### Objectives
a – In the planted tank thread, how long after the Aponogeton bulbs went into the 55-gallon tank did they start sprouting?
b – Continue the planted tank forum thread from where it stops.

# planted tank



## G-NOME (Jul 7, 2010)

what kind of plants would be good in a 55 gal planted? Here's a list of plants i made up:

Amazon Sword
Java Fern
Aponogeton Crispus
Crinum "dwarf" Onion Plant
Vals, Italian
Java Moss
Ambulia
Ponterifolia 


If you have any comments, suggestions don't hesitate!

Thanks!
Matt


----------



## charking (Aug 12, 2009)

i bought some Aponogeton bulbs for my 55gal popped them in and 2 days later they are all ready sprouting they row like crazy lol. have a look at my planted tank album i have some water wisteria, an unknown plant, amazon sword and the Aponogeton bulbs.. oh and a moss ball XD


----------



## Corwin (May 23, 2010)

ive heard good things about moss balls, especialy if you keep shrimp.

### Listing
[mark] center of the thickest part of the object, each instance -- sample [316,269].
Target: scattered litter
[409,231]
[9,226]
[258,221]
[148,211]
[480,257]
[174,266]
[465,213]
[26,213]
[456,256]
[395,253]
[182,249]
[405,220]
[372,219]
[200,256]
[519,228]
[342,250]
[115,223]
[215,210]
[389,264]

### Answers to the problems
a – Two days.

b –
Dwarf hairgrass and anubias (sp?) are both nice plants that will spread across your tank and create almost a lawn like effect. Though if you dont want that dont get them 

Just a note of caution with the java moss, expect to trim it from time to time, as it can and will get out of hand if left to its own devices.


----------



## G-NOME (Jul 7, 2010)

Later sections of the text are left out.